Task to complete: Change "rear bumper" to "back bumper" in the part of the records that opens with their first line and closes with the line containing "left=128, top=150, right=266, bottom=172". Reproduce only those lines, with nothing else altered.

Exercise material:
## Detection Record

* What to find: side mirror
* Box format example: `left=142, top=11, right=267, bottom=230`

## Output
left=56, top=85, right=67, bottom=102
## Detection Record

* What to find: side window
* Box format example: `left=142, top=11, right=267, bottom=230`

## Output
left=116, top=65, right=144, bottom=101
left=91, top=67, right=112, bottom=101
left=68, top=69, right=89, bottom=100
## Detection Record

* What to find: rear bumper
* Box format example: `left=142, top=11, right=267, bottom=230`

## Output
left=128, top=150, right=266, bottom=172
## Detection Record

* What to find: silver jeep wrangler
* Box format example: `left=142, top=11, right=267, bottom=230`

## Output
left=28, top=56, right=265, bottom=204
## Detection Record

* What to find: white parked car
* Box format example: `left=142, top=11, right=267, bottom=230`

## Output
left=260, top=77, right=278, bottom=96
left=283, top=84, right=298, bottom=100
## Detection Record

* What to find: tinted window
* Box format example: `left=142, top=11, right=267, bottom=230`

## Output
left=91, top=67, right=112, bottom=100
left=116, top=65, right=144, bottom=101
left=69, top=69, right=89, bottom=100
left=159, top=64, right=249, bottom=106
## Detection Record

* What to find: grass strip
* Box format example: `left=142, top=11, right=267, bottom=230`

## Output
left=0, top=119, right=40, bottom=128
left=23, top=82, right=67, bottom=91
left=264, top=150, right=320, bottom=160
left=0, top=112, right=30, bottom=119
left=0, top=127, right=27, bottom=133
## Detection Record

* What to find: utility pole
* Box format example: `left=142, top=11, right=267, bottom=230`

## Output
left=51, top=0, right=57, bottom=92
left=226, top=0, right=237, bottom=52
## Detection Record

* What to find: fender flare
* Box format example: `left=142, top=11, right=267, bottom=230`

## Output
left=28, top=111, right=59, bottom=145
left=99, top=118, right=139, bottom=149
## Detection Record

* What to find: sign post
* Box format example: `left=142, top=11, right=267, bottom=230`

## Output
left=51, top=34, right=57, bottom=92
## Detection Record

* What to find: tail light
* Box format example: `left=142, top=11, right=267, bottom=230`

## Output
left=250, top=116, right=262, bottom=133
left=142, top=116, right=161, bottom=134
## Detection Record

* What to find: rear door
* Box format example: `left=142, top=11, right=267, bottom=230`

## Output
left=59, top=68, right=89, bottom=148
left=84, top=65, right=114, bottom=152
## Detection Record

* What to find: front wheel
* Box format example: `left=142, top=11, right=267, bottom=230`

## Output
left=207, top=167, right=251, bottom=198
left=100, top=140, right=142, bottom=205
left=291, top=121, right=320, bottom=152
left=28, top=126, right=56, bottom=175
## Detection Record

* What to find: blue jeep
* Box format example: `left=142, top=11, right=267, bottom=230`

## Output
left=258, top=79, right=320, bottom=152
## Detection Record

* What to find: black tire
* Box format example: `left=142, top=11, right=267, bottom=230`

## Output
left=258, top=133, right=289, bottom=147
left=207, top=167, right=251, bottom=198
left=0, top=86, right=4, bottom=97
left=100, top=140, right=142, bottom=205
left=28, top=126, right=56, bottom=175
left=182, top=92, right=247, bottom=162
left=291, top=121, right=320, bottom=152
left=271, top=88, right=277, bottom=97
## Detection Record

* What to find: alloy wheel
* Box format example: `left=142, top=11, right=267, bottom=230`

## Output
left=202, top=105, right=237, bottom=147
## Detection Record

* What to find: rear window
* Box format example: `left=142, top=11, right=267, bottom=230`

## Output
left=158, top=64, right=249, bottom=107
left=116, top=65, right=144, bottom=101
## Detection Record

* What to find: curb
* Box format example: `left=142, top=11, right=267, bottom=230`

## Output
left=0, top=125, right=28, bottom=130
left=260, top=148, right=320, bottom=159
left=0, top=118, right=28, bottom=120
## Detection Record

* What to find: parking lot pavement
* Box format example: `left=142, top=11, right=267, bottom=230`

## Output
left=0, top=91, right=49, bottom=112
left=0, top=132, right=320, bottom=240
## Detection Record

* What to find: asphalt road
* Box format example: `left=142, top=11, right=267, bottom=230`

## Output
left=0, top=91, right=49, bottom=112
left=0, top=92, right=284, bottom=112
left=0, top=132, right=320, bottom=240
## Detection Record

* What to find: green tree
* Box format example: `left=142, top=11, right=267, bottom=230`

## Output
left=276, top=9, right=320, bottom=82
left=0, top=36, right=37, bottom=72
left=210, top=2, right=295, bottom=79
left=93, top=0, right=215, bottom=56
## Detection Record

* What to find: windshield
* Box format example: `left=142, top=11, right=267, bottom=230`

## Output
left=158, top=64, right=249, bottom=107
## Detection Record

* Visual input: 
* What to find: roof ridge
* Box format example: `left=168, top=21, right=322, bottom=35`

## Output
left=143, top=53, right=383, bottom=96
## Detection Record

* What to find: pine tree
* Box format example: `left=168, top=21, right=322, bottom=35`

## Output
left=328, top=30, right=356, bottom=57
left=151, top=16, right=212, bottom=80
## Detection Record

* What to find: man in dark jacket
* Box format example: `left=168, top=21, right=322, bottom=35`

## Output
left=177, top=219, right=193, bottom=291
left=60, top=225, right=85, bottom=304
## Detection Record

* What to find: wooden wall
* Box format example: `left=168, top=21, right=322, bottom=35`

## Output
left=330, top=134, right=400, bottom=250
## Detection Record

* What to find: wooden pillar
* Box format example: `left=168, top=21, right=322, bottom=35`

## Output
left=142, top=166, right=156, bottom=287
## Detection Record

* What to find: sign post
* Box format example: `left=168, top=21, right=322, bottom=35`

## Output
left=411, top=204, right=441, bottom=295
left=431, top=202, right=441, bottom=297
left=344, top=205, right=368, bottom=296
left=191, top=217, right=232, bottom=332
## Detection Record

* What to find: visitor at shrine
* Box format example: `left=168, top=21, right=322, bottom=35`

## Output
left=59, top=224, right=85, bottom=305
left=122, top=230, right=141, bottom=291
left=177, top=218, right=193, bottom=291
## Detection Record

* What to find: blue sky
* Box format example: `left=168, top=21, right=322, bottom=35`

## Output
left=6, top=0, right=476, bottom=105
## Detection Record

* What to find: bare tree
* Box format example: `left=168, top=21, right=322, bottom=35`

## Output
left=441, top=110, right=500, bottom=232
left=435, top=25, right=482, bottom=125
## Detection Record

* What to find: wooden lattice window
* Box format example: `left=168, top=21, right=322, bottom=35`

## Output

Output of the task:
## Detection Record

* What to find: side mirror
* Box format example: `left=142, top=11, right=267, bottom=230`

## Output
left=56, top=85, right=67, bottom=102
## Detection Record

* What to find: side window
* Box format example: `left=142, top=11, right=267, bottom=230`

## Output
left=116, top=65, right=144, bottom=101
left=91, top=67, right=112, bottom=101
left=68, top=69, right=89, bottom=100
## Detection Record

* What to find: back bumper
* Box format example: `left=142, top=11, right=267, bottom=230`

## Output
left=128, top=150, right=266, bottom=172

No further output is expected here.